━━━ INPUT ROWS

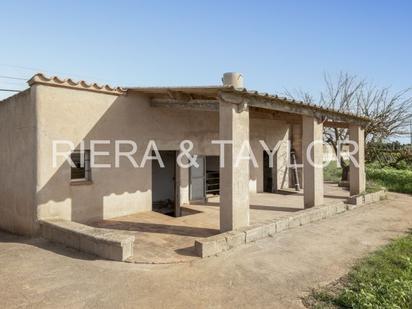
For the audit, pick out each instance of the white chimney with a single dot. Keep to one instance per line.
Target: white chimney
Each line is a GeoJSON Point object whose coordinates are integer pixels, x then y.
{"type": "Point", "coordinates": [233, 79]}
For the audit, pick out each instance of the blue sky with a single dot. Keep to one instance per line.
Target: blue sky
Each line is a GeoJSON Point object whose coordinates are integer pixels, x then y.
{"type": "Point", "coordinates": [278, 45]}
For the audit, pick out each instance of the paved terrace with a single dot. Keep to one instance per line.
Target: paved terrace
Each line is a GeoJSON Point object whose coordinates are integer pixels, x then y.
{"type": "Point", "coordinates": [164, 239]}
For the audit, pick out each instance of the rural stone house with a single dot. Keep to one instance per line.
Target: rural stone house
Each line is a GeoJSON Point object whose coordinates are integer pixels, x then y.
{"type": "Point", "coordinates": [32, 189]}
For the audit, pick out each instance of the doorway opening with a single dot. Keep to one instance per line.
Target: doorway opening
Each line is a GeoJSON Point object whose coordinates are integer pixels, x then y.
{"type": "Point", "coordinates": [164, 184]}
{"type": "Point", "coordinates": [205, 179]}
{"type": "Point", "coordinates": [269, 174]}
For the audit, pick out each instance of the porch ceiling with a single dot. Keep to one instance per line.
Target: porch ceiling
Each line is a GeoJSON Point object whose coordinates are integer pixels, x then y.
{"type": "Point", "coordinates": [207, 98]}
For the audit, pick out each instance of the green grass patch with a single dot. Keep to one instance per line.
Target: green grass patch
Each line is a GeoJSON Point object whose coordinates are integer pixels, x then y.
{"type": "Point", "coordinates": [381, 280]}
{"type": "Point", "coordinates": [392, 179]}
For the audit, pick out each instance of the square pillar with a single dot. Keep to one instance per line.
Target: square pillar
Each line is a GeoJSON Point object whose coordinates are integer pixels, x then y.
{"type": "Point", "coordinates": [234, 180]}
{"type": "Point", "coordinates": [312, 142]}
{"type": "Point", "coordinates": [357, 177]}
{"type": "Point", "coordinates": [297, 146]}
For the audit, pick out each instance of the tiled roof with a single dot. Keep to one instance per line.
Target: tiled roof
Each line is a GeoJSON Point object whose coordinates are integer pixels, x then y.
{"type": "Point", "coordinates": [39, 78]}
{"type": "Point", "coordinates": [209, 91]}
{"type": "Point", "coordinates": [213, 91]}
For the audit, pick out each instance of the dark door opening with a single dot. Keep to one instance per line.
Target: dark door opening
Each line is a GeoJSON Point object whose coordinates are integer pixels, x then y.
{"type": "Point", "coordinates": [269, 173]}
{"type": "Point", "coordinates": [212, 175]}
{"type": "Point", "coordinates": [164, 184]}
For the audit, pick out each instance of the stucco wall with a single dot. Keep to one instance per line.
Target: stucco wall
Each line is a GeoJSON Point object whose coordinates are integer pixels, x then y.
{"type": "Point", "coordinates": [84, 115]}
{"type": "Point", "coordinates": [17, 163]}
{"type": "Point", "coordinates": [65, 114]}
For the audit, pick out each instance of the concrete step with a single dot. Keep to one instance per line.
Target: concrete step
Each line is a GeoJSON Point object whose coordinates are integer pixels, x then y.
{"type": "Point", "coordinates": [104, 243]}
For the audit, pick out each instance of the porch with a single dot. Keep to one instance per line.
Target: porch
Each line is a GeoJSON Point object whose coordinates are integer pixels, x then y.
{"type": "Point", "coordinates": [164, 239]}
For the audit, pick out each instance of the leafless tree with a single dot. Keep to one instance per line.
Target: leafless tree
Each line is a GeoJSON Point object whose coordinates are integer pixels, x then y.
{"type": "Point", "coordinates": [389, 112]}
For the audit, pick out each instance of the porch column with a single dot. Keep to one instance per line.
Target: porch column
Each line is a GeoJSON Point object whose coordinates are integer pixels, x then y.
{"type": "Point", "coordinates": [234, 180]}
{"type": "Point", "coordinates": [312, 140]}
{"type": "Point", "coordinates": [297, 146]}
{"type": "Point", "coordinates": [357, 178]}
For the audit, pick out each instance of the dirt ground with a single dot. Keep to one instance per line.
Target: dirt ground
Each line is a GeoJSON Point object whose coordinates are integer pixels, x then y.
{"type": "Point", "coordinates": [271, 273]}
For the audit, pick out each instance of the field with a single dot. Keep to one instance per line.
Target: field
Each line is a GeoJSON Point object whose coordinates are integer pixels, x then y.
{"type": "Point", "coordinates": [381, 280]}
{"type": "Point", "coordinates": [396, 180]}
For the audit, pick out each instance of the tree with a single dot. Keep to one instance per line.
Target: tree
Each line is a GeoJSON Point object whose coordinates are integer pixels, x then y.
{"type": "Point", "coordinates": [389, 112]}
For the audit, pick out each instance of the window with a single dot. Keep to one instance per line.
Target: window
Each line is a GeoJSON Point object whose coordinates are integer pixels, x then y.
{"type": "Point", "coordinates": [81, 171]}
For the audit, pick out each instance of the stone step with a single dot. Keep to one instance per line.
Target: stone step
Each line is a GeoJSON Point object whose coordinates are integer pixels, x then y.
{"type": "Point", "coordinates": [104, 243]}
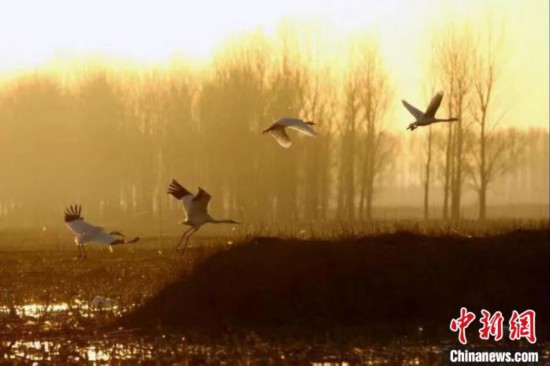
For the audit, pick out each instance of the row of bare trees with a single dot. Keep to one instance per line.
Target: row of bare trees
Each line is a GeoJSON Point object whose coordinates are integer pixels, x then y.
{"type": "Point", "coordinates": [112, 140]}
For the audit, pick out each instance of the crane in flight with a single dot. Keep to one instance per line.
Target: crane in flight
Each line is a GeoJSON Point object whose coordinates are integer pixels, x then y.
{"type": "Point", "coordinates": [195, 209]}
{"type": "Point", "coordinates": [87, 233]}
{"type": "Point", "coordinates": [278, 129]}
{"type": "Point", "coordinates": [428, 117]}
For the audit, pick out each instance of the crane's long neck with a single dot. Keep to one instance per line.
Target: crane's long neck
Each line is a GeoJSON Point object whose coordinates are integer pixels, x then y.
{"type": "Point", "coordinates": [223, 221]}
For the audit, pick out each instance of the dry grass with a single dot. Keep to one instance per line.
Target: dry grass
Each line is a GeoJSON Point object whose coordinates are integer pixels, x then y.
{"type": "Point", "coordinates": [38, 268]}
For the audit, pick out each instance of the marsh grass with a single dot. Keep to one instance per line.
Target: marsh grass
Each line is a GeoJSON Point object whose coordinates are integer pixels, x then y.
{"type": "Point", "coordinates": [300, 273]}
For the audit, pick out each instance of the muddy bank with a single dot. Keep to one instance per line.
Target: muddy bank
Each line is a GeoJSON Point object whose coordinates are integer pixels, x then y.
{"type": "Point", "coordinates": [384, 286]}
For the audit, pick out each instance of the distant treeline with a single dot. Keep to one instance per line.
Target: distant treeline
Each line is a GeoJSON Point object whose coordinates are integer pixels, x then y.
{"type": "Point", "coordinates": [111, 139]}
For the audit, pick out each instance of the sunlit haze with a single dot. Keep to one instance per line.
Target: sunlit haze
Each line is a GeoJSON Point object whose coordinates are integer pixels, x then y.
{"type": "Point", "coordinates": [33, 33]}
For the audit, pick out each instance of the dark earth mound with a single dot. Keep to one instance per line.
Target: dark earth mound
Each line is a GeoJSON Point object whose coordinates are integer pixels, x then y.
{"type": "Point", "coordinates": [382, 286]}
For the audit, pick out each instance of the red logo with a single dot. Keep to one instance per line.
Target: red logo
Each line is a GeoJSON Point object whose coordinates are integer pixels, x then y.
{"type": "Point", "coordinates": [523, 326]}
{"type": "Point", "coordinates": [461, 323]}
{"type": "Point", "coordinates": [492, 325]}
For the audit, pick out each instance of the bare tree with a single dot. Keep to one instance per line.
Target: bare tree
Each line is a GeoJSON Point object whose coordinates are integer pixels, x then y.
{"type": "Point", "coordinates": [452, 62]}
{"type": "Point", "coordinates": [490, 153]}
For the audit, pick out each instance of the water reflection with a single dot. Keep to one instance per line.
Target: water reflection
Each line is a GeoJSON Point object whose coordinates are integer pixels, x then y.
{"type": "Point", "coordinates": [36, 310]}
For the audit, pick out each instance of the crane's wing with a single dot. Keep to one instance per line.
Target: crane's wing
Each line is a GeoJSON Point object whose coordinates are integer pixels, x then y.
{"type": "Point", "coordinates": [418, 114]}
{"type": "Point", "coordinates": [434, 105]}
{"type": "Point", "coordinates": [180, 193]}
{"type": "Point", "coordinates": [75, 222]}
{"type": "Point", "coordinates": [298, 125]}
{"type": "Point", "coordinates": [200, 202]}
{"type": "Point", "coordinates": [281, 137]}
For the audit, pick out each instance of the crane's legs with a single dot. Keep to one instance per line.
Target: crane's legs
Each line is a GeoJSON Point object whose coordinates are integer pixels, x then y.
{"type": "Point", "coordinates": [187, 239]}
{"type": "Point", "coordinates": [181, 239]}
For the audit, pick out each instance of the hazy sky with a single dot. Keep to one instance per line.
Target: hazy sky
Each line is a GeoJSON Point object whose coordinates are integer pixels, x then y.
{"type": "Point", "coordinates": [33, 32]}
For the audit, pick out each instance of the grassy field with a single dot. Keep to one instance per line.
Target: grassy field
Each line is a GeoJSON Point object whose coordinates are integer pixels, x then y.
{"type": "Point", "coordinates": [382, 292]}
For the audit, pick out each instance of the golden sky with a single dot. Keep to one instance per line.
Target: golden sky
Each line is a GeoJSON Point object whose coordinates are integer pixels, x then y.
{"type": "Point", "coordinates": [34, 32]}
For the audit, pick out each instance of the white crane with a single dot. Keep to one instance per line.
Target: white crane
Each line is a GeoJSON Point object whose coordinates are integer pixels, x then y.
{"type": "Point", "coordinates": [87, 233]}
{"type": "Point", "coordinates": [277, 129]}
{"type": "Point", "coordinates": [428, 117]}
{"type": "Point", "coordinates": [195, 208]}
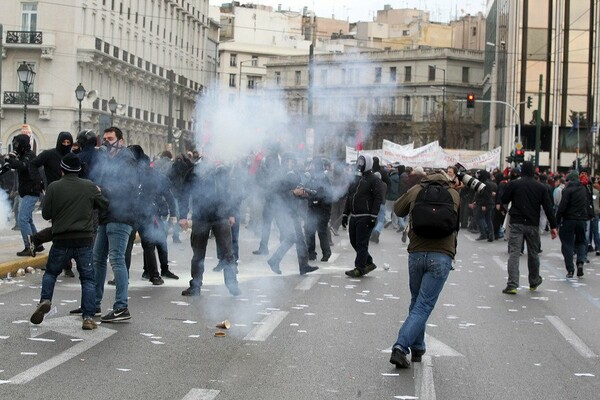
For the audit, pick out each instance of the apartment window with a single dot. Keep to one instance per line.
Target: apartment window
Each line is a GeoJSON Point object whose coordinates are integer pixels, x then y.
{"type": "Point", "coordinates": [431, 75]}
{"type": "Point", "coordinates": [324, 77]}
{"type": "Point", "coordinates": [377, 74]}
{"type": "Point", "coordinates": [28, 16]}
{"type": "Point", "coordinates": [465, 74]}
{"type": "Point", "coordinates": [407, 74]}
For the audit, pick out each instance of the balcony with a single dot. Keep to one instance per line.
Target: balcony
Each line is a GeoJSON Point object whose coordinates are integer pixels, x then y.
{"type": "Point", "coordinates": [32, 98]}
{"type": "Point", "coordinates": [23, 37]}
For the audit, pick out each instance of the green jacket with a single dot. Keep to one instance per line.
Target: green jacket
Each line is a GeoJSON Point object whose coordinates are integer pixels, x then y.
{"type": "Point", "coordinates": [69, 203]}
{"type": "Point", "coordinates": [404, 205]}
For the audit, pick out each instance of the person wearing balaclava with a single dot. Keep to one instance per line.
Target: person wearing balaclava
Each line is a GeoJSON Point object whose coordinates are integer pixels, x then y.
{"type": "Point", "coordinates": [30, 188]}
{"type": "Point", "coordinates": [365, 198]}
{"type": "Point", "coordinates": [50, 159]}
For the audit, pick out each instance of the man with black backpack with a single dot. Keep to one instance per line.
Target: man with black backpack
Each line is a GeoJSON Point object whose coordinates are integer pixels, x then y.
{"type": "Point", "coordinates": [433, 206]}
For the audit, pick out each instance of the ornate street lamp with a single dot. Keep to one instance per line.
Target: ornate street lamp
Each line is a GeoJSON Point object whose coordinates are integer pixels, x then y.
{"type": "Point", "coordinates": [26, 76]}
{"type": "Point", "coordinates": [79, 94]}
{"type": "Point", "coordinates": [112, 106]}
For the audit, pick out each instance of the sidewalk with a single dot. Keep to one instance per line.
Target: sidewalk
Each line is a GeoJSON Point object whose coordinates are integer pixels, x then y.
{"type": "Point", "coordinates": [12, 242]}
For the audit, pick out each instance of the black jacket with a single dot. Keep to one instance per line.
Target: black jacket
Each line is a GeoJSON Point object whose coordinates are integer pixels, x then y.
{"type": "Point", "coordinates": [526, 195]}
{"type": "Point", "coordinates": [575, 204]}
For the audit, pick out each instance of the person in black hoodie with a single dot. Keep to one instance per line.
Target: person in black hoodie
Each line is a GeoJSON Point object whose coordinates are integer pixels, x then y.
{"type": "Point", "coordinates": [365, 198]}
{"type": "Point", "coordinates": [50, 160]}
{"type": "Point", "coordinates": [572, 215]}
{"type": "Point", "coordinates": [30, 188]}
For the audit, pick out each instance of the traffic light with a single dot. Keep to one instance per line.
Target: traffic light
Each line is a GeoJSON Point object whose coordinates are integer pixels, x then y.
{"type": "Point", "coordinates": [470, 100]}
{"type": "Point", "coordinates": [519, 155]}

━━━━━━

STATED TASK
From the line that contains "For the audit, pick out each instance of the black" to the last line of the material above, repeat every line exactly, keeping both the first and the last.

ANSWER TO THIS EXERCISE
For the audit, pick out each instance of the black jacket with a single dot. Keep to one instance per line.
Target: black jacket
Each line is a GeoJSON Point object whose coordinates are integer pixels, x then y.
{"type": "Point", "coordinates": [526, 195]}
{"type": "Point", "coordinates": [575, 204]}
For the audit, pick out each instance of the person in black hoodie with a single dot. Keep to one instance per line.
Target: person in black hoodie
Each line is a GeoJSON Point object whose coordinates are integer pixels, x then y.
{"type": "Point", "coordinates": [365, 198]}
{"type": "Point", "coordinates": [50, 160]}
{"type": "Point", "coordinates": [572, 215]}
{"type": "Point", "coordinates": [30, 188]}
For the audit, pick out each instance of the traffic light with a single dot. Keep to one instance per line.
Target: traffic light
Each line is a GeoJSON Point object whose coordinates are integer pixels, x then y.
{"type": "Point", "coordinates": [470, 100]}
{"type": "Point", "coordinates": [519, 155]}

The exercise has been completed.